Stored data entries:
━━━

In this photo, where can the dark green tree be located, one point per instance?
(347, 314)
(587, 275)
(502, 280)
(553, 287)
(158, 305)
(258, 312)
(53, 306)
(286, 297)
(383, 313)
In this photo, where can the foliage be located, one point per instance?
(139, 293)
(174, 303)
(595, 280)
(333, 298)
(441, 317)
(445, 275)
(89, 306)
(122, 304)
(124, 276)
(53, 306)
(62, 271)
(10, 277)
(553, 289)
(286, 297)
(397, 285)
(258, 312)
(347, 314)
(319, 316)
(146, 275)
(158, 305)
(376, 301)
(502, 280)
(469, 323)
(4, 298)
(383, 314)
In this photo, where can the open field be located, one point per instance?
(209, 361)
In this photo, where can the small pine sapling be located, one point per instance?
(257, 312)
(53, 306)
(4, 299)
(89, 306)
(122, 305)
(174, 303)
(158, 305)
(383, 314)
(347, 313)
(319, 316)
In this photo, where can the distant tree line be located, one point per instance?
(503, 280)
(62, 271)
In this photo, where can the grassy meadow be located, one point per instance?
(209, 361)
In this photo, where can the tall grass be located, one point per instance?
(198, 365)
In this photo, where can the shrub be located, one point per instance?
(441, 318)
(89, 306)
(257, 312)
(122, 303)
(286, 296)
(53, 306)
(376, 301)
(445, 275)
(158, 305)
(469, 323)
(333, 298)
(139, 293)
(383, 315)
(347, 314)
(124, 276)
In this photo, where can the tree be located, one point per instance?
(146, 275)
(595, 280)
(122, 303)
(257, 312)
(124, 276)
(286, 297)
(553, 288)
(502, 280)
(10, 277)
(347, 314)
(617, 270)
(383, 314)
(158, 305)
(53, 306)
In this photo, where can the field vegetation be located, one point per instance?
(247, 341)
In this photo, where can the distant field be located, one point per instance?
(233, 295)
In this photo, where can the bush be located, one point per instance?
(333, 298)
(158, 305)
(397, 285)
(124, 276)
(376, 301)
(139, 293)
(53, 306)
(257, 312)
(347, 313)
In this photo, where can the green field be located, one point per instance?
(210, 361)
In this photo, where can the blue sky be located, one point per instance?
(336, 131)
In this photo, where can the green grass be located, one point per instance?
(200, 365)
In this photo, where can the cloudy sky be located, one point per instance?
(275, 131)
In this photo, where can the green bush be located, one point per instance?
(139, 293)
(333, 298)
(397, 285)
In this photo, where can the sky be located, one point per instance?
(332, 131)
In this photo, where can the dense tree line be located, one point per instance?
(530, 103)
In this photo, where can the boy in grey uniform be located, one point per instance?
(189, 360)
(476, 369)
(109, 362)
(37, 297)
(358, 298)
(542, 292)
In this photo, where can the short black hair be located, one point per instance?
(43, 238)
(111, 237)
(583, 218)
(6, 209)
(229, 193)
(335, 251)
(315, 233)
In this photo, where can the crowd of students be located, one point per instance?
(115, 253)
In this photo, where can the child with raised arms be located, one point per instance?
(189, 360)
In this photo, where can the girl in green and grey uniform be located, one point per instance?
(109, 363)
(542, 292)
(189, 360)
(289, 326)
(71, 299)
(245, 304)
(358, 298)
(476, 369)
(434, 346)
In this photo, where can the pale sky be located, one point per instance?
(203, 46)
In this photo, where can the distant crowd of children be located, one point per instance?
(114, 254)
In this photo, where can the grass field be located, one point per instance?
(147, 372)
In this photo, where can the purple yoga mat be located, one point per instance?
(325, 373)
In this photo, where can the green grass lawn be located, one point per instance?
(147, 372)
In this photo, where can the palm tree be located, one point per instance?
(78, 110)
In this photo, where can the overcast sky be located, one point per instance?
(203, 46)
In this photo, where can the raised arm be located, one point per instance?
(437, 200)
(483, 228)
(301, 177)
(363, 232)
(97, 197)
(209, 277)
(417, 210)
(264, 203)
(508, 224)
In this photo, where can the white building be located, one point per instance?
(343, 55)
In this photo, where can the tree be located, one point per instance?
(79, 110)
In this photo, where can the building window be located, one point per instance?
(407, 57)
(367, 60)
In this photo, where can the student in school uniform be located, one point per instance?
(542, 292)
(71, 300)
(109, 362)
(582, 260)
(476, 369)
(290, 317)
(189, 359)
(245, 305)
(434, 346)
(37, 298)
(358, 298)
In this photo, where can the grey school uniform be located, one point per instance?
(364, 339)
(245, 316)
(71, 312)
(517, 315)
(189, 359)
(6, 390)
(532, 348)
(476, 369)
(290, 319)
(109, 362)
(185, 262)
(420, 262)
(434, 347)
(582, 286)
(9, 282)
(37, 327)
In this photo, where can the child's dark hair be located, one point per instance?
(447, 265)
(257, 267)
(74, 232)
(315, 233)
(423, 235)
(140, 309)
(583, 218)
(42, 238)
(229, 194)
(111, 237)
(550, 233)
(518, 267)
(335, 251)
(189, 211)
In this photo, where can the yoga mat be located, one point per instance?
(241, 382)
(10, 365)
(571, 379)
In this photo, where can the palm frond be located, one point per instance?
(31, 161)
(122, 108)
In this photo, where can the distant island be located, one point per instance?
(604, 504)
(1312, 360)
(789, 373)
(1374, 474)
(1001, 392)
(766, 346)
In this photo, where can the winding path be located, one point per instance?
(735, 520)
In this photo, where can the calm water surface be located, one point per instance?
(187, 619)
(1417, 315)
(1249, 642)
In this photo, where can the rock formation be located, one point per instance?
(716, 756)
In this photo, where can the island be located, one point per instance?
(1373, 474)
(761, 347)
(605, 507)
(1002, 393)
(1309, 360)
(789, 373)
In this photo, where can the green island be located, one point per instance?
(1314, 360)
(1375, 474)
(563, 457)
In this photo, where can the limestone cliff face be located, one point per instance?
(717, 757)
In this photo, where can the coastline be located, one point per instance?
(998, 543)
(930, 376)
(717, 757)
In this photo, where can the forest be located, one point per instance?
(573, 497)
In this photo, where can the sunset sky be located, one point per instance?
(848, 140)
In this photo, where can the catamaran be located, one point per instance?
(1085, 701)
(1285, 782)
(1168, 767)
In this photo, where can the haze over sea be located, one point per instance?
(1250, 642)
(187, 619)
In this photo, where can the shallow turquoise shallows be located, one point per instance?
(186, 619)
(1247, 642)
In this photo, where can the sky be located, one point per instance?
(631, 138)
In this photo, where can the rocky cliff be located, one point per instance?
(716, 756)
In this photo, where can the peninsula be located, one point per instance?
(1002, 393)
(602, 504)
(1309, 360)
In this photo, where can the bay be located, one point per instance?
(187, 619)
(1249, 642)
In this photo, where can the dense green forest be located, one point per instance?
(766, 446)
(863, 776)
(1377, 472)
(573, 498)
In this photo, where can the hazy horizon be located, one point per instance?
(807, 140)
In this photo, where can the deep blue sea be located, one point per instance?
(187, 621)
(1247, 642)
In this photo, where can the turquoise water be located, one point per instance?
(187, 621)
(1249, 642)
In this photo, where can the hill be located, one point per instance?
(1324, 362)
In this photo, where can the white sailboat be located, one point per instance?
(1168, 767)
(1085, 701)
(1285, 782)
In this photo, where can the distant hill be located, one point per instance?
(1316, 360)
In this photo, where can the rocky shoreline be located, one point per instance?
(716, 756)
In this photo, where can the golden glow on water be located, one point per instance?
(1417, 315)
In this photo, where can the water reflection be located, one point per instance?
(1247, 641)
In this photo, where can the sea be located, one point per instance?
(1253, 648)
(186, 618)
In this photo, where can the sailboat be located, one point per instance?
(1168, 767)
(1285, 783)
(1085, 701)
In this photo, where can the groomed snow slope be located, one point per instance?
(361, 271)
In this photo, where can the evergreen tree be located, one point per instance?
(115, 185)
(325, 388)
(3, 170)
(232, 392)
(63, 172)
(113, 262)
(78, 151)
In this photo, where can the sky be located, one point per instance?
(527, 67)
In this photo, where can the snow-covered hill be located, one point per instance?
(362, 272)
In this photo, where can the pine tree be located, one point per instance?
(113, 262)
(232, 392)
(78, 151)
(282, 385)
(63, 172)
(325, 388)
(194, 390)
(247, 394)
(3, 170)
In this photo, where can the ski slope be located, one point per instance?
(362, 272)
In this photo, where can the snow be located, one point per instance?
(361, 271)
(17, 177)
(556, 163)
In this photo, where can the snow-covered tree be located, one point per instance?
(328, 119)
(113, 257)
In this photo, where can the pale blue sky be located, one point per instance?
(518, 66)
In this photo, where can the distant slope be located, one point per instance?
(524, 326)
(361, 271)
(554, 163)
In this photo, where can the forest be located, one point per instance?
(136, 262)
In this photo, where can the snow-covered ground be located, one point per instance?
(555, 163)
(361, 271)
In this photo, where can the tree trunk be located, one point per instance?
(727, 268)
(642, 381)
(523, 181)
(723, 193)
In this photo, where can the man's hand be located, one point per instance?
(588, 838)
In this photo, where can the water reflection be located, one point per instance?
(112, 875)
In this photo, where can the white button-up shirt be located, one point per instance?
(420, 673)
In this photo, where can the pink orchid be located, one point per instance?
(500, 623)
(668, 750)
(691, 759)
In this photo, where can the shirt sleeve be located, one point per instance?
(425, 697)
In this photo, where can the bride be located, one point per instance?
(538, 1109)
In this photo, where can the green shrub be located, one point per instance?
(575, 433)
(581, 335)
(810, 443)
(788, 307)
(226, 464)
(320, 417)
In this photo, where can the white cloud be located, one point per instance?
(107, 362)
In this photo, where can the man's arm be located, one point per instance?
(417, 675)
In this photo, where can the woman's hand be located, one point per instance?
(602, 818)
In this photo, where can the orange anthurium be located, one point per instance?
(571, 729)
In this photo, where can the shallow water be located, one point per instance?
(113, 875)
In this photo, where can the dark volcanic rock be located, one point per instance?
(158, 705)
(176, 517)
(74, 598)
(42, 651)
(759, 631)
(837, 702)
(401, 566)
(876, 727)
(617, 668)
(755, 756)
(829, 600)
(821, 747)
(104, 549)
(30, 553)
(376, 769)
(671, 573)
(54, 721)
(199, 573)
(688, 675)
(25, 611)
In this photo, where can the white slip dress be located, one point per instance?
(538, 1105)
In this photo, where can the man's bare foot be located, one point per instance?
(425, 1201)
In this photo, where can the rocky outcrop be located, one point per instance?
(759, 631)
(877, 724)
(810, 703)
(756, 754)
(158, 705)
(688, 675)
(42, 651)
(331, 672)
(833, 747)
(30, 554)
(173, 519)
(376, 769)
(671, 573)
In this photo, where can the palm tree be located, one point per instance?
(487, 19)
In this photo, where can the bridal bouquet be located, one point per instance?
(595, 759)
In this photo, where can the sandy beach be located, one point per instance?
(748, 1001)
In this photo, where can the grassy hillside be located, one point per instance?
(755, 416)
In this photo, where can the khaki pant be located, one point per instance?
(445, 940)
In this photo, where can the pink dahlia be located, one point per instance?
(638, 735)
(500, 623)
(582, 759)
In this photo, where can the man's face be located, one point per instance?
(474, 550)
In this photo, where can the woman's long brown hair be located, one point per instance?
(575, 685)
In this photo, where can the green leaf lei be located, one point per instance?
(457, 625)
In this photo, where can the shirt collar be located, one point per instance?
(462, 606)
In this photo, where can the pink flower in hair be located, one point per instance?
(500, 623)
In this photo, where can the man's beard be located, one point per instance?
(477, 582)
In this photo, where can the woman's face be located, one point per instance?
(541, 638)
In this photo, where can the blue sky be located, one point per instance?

━━━

TASK DIRECTIONS: Reproduce, exactly and with nothing added, the lines from the one that includes "In this photo, where can the pink dahlia" through the last line of the material.

THE RESPONSE:
In this photo, where can the pink dahlia be located, one point per instance?
(638, 735)
(500, 623)
(582, 759)
In this photo, where can the man's face be located, one point per instance?
(474, 550)
In this photo, where can the woman's long brown hair be located, one point per instance?
(575, 685)
In this photo, where can the green leaf lei be located, one point per instance?
(457, 625)
In this photo, where can the shirt collar be located, one point per instance?
(462, 606)
In this photo, where can the pink flower in hair be located, one point per instance?
(500, 623)
In this photo, where can the man's beard be located, one point per instance?
(477, 582)
In this photo, where can the woman's face be located, one point per instance?
(541, 638)
In this photo, where can the blue sky be located, one point per instance?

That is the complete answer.